Return every line of the items below that contains the word "vanity".

(Location annotation dataset excerpts)

§ §

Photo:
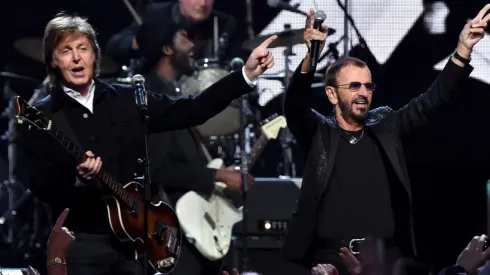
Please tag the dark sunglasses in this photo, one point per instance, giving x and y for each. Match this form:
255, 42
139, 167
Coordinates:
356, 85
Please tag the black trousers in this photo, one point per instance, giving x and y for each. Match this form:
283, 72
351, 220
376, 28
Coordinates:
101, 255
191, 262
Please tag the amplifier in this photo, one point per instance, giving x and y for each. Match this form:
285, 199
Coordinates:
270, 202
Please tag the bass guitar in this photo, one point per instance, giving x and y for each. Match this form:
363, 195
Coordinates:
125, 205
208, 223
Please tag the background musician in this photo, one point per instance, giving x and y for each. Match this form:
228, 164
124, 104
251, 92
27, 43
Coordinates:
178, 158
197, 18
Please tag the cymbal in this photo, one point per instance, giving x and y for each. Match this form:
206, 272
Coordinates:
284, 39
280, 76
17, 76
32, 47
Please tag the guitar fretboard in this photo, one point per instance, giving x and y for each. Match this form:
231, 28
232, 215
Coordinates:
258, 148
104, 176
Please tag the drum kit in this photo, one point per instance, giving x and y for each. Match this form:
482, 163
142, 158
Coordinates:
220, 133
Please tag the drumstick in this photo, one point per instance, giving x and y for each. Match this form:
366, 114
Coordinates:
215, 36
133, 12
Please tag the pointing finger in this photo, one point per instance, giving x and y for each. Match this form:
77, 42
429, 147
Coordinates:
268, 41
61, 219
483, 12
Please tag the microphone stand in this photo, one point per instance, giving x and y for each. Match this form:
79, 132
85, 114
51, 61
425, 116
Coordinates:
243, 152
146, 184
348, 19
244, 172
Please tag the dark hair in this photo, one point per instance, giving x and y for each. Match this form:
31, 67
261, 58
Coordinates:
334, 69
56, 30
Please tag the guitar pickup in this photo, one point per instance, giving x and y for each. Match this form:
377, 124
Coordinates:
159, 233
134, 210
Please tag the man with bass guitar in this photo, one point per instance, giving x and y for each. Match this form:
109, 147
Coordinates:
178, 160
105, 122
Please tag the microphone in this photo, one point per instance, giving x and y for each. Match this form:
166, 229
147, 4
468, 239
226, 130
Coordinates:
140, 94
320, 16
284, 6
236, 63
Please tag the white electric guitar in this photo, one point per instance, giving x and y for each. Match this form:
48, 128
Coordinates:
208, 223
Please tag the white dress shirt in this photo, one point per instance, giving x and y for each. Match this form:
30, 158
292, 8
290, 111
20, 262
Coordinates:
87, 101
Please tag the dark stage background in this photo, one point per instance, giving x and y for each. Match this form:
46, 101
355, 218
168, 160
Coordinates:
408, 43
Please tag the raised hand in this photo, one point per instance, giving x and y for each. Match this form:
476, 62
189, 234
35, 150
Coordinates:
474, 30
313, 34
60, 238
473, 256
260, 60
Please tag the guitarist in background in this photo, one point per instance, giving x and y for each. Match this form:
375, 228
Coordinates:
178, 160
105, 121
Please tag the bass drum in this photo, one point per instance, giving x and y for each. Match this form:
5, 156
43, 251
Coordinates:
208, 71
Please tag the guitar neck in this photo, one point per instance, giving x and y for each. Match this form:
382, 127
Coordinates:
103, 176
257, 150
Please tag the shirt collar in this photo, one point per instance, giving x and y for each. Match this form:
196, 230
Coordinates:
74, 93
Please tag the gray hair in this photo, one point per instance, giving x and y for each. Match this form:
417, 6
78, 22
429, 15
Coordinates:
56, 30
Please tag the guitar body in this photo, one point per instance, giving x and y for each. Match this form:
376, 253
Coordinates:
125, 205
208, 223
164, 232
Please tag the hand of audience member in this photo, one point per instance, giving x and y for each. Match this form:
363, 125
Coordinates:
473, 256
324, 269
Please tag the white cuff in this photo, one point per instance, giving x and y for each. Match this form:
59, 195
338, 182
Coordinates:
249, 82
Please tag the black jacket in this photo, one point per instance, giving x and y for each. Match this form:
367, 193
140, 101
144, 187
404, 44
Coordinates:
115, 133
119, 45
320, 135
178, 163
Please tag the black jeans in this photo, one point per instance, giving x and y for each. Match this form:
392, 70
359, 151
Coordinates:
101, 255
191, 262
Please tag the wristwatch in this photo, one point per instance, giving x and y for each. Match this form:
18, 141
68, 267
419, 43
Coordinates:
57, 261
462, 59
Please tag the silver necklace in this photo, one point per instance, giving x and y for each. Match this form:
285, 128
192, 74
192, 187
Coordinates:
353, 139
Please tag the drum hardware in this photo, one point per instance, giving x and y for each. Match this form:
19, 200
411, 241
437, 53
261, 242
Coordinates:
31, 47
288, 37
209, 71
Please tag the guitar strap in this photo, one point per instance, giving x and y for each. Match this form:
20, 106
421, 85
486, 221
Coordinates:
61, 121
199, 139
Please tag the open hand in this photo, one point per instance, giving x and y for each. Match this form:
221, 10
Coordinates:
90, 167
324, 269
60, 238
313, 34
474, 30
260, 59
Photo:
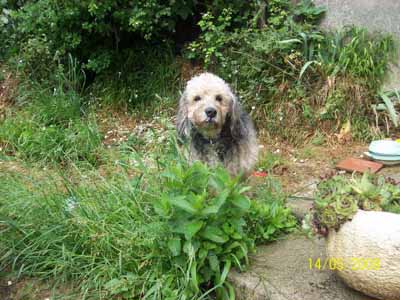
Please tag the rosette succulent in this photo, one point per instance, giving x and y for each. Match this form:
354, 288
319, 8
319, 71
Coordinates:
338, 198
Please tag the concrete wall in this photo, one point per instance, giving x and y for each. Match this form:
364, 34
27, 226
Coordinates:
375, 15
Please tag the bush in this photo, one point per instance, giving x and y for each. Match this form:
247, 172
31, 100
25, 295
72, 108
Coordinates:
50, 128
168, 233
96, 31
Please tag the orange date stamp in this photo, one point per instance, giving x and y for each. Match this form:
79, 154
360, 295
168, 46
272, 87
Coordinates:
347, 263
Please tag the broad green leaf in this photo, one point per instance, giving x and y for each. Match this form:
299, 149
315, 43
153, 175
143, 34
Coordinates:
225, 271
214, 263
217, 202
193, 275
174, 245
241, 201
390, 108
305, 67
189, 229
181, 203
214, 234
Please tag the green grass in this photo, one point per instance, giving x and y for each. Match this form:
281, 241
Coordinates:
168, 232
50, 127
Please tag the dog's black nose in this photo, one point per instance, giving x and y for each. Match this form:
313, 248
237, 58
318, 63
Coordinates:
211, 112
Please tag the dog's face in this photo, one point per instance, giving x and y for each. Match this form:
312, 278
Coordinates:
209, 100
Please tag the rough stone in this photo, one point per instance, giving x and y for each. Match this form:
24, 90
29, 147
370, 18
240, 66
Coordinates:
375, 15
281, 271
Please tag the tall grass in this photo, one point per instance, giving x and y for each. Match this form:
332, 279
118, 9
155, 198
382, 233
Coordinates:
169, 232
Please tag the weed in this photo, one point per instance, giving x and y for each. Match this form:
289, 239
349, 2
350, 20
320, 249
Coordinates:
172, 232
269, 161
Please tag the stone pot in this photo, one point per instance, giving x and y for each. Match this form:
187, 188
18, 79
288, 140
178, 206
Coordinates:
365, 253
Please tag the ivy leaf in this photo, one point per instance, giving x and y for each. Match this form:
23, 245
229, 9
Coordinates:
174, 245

§ §

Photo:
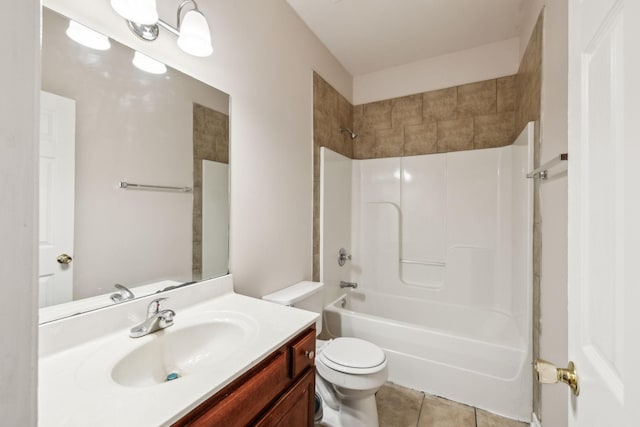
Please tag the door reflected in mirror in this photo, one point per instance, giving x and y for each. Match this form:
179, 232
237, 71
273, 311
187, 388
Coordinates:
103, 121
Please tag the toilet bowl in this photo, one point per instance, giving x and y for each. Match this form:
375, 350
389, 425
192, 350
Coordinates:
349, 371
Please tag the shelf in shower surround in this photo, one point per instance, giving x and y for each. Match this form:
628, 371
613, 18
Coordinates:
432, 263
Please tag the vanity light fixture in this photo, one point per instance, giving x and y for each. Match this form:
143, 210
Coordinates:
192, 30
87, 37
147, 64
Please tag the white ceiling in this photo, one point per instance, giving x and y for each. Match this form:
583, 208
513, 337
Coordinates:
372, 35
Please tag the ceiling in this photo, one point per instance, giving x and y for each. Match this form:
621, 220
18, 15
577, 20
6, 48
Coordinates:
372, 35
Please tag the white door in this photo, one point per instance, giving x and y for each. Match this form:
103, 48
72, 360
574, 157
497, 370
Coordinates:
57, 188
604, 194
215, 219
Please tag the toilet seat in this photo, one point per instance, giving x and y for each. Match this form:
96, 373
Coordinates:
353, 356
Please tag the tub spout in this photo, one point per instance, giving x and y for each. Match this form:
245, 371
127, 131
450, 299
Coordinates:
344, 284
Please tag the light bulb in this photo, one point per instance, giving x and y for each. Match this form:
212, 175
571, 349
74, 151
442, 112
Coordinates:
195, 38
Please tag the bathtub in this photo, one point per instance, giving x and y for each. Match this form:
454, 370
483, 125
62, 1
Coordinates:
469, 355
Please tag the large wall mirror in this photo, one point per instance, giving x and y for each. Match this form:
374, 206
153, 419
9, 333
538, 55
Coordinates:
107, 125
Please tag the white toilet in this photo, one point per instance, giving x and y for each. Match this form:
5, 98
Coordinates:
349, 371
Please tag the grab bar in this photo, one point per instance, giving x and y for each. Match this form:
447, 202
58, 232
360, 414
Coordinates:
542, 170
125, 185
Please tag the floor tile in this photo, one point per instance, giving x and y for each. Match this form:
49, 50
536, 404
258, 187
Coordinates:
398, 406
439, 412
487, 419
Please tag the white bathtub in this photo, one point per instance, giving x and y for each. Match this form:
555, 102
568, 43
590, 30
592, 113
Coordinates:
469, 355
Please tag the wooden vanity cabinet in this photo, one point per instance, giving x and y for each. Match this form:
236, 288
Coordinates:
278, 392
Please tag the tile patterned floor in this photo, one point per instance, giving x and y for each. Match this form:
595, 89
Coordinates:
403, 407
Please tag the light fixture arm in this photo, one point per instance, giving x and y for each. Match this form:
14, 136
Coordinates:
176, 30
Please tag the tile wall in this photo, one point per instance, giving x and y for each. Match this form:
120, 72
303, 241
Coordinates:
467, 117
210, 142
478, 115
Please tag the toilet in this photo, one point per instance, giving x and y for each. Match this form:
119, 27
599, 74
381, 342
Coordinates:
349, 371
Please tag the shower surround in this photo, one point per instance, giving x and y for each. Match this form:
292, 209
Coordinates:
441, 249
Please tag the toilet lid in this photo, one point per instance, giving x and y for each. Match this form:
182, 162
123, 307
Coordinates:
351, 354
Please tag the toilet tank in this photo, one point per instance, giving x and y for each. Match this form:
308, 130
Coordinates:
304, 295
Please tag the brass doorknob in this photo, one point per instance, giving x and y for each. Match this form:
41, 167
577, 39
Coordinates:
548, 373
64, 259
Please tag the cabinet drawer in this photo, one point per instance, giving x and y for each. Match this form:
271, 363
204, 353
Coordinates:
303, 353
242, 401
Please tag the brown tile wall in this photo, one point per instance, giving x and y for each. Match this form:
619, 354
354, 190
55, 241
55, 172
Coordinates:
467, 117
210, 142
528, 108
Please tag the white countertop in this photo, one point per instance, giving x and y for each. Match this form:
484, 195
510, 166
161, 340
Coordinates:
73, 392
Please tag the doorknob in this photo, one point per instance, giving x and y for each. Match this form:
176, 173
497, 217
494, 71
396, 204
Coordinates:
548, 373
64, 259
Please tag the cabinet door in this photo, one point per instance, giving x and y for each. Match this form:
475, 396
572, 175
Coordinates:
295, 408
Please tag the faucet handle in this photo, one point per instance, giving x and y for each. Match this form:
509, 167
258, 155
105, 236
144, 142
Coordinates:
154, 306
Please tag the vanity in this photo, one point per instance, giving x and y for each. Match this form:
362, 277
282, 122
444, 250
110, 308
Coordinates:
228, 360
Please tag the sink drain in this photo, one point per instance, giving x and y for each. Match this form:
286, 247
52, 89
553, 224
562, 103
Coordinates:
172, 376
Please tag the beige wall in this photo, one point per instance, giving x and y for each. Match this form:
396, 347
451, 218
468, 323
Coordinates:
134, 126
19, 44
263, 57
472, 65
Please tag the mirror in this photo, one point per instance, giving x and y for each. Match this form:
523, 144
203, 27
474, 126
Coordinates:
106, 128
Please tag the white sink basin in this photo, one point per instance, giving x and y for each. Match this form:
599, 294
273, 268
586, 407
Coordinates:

§ §

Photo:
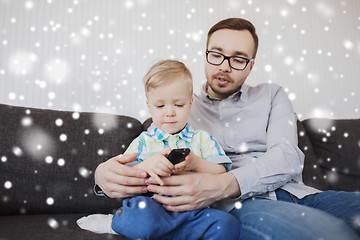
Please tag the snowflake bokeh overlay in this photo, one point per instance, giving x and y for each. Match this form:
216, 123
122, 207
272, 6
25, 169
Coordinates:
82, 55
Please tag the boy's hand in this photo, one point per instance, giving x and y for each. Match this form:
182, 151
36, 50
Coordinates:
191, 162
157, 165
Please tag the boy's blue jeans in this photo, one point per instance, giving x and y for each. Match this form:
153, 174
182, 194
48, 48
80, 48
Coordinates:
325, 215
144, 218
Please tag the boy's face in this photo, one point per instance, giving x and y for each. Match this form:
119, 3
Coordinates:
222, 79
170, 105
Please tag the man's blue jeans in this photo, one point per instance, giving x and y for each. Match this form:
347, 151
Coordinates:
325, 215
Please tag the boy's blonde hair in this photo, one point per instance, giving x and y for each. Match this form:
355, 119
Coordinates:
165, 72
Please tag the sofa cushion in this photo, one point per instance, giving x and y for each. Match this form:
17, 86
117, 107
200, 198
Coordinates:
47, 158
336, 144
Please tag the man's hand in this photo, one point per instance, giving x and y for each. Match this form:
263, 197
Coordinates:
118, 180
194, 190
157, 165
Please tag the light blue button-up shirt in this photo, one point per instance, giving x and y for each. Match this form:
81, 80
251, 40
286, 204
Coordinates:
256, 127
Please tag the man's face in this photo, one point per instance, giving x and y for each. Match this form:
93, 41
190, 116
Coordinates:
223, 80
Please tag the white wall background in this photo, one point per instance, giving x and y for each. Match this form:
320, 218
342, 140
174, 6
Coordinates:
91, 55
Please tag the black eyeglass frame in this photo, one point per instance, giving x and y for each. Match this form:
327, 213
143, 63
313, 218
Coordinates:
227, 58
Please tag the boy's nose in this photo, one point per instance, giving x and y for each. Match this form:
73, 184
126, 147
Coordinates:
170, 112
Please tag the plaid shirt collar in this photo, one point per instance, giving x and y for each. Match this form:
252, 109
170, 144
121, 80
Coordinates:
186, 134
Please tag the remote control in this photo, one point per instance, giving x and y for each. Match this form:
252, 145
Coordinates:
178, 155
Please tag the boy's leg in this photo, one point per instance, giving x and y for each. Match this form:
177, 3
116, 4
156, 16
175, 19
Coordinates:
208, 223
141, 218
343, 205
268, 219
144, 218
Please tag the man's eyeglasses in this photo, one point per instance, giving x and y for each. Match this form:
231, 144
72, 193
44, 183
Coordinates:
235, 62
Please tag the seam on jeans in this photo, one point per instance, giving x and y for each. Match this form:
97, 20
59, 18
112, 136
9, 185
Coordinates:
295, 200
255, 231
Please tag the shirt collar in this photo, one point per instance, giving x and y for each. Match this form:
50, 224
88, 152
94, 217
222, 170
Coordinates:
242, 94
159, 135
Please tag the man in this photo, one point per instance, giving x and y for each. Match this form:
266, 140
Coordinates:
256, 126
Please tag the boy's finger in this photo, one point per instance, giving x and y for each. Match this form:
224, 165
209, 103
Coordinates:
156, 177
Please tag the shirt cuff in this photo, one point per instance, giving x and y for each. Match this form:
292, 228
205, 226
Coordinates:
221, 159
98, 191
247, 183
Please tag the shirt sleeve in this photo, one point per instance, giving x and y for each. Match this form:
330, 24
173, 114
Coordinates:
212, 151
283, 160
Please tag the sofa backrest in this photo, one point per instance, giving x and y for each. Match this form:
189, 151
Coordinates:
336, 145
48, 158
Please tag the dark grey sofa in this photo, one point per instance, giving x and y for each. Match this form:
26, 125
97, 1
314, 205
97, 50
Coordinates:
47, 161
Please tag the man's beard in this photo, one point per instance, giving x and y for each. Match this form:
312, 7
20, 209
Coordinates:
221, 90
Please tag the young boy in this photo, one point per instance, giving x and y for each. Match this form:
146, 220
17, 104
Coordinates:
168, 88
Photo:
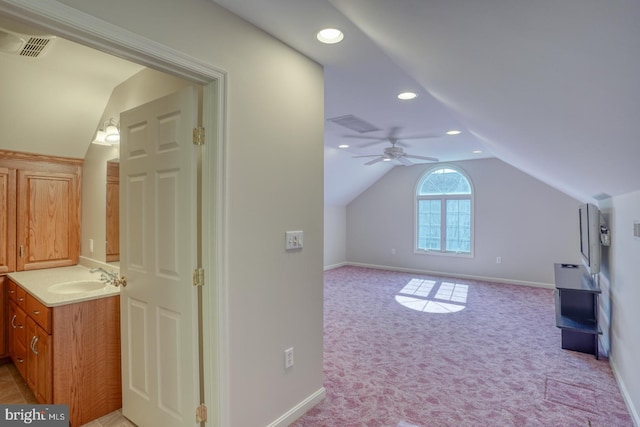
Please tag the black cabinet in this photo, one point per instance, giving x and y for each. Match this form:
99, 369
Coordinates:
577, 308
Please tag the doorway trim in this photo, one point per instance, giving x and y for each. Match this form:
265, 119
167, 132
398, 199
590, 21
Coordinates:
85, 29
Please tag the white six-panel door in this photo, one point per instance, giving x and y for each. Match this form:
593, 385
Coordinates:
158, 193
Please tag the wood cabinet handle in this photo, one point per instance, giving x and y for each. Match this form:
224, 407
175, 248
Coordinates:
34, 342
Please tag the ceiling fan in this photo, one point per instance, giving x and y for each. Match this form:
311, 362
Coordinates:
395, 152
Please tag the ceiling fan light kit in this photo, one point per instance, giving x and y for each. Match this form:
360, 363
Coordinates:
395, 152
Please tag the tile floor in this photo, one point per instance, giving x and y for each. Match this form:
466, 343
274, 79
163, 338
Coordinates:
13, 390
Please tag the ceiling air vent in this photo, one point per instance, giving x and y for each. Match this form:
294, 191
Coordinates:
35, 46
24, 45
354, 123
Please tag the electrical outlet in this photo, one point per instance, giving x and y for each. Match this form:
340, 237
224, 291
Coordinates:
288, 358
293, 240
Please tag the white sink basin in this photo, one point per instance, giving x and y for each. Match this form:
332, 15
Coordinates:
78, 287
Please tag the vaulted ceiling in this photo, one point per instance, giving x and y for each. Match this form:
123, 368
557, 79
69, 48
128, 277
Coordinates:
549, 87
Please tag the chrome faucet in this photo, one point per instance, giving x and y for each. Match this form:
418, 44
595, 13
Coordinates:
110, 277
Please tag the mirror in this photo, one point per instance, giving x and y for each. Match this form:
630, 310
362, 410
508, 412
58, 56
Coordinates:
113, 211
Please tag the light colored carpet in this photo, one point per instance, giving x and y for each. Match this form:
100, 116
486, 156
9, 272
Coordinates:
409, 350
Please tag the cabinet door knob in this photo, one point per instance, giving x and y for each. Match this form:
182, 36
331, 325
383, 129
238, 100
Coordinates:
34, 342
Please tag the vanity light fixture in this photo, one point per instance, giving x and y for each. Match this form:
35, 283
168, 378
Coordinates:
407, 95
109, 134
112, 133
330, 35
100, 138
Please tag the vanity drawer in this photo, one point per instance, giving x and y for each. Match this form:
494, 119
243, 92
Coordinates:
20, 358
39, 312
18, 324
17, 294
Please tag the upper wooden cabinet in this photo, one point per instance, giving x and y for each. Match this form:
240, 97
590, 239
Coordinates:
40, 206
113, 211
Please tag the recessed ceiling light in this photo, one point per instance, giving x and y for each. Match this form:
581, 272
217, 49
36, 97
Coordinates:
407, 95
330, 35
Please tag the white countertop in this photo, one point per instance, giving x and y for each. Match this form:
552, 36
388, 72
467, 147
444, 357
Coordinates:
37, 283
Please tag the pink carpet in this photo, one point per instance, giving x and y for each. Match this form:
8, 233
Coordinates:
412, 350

§ §

EXERCISE ANSWER —
Please tag the vanity light fixture in this photo, one point per instance, giving x and y for each. Match this form:
Please tag the wooden vanity cabinet in this photo, one point per instance, giving x and y for each. Match this form:
Please tag the vanity in this photo, one point per instance, giving x and y for each. Match this form:
Please tag the vanity light fixture in this photo, one point per instance, giving x and y for each. Match this form:
Please tag the vanity drawer in this photo, one point per instance, giving x and y for each. Match this form:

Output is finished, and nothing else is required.